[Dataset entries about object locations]
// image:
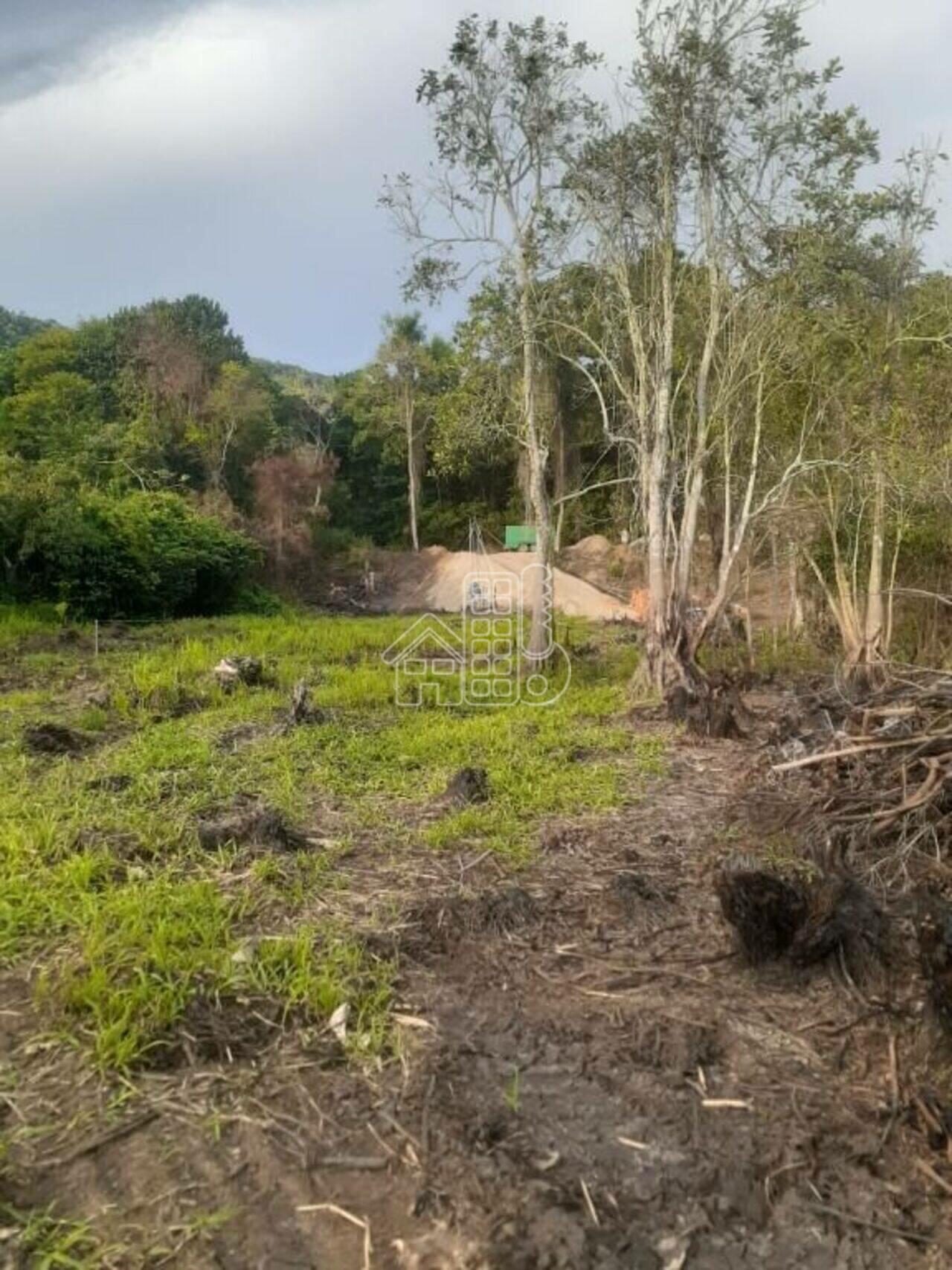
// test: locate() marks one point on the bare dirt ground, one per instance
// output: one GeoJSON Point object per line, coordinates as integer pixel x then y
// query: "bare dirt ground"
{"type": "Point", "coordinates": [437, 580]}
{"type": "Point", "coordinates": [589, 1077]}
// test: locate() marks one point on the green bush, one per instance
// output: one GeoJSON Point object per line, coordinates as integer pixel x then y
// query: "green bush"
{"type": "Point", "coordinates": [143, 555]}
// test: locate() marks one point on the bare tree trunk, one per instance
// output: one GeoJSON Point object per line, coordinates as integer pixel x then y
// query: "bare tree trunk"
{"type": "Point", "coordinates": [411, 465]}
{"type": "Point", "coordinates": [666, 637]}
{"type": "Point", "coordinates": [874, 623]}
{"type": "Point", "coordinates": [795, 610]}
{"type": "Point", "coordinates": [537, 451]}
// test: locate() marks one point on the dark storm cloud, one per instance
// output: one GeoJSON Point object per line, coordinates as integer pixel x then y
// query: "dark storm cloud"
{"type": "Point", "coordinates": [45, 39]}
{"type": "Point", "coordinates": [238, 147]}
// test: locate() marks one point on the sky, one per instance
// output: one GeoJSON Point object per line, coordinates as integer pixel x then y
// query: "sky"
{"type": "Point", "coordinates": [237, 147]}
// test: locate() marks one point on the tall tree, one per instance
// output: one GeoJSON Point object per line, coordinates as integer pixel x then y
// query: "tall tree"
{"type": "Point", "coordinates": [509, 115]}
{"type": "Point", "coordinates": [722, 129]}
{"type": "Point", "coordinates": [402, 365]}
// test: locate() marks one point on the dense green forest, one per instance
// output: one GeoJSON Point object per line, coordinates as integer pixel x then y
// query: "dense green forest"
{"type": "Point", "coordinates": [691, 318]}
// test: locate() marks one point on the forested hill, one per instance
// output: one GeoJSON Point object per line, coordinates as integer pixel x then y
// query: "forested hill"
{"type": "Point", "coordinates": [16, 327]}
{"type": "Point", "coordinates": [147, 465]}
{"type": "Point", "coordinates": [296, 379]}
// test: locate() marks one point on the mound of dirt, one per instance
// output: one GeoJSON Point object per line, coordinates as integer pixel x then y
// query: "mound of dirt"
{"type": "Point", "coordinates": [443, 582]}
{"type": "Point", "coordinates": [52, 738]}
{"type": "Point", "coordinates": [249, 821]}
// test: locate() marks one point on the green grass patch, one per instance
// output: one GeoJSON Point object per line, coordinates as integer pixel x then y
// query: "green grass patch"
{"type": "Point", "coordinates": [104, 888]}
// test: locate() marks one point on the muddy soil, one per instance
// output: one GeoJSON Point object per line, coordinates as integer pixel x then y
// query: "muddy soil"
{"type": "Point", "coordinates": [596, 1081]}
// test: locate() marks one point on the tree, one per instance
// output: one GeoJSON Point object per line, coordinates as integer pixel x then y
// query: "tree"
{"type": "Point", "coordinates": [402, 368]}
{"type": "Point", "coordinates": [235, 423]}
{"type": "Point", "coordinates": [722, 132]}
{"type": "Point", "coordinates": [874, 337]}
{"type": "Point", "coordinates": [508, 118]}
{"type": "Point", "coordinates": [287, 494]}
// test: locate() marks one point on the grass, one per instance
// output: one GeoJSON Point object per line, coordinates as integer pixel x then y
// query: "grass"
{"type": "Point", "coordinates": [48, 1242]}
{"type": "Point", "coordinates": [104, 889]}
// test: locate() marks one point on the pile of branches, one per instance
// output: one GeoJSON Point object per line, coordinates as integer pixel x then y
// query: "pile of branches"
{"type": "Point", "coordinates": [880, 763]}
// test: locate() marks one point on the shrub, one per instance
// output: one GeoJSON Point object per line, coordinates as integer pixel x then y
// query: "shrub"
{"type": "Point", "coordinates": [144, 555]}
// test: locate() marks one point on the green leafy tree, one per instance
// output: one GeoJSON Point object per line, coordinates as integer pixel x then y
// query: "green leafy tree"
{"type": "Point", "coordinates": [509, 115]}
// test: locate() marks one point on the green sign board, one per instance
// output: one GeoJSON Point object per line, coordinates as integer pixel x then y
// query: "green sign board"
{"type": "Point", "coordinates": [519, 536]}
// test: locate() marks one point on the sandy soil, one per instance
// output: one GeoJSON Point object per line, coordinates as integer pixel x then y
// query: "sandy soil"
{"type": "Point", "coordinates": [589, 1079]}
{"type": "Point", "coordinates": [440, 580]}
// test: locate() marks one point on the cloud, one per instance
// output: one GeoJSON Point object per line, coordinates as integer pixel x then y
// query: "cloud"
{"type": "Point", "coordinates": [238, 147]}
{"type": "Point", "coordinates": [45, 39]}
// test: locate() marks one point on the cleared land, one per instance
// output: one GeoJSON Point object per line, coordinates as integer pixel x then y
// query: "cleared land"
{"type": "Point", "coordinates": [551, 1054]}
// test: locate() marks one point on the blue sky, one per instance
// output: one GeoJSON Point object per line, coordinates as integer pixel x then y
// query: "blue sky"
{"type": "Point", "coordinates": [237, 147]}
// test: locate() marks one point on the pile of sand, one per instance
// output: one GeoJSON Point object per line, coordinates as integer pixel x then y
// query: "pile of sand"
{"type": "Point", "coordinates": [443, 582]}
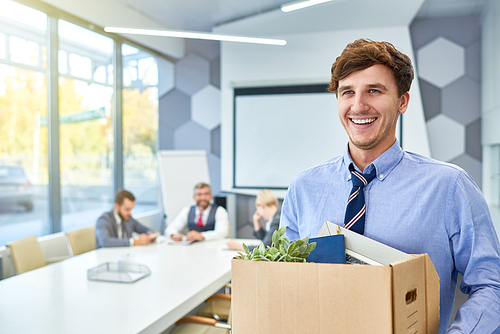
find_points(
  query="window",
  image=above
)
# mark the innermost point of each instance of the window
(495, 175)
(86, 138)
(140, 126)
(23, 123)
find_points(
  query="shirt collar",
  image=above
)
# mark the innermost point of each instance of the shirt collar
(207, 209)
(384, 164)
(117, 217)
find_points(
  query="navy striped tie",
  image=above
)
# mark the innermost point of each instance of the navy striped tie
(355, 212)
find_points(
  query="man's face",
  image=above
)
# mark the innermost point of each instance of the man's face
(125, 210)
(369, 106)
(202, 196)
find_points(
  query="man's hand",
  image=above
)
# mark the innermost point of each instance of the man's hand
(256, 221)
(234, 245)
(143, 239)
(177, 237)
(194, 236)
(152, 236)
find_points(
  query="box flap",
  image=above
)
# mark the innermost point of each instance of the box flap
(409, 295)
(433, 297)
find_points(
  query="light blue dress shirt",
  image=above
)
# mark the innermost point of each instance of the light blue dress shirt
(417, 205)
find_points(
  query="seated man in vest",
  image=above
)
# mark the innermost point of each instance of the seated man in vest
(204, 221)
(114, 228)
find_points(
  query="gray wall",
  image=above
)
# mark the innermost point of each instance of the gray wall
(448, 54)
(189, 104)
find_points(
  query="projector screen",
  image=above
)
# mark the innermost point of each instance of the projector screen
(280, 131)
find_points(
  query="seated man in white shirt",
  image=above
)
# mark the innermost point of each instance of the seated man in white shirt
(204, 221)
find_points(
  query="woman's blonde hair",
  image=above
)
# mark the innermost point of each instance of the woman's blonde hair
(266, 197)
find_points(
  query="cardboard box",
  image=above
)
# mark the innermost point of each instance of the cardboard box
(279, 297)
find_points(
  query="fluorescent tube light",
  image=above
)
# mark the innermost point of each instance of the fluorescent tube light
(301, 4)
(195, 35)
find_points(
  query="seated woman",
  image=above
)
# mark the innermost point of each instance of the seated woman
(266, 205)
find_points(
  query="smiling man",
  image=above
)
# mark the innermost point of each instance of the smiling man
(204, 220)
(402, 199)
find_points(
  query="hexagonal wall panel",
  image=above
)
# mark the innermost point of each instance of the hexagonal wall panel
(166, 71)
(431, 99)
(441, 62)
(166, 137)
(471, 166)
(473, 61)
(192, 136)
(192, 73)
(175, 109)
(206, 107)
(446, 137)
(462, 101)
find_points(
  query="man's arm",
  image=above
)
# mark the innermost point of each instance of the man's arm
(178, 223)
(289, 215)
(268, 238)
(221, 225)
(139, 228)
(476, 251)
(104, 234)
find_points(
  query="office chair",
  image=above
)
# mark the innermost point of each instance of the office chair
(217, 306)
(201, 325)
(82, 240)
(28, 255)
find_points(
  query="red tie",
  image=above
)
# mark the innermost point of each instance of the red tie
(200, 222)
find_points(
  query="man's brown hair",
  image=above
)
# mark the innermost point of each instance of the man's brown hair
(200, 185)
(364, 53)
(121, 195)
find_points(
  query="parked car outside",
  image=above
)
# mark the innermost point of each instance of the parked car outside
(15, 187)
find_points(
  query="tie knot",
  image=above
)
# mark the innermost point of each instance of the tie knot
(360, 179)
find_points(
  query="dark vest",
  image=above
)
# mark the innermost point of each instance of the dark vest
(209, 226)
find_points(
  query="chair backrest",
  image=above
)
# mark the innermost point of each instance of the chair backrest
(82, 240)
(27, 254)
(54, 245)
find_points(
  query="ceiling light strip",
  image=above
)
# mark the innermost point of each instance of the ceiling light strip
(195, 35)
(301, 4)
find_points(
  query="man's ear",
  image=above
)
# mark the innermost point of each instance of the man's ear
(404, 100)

EXERCISE AIM:
Return every line in the entries above that contains the word "shrub".

EXPECTED OUTPUT:
// test: locate() marks one point on the shrub, one per instance
// query: "shrub"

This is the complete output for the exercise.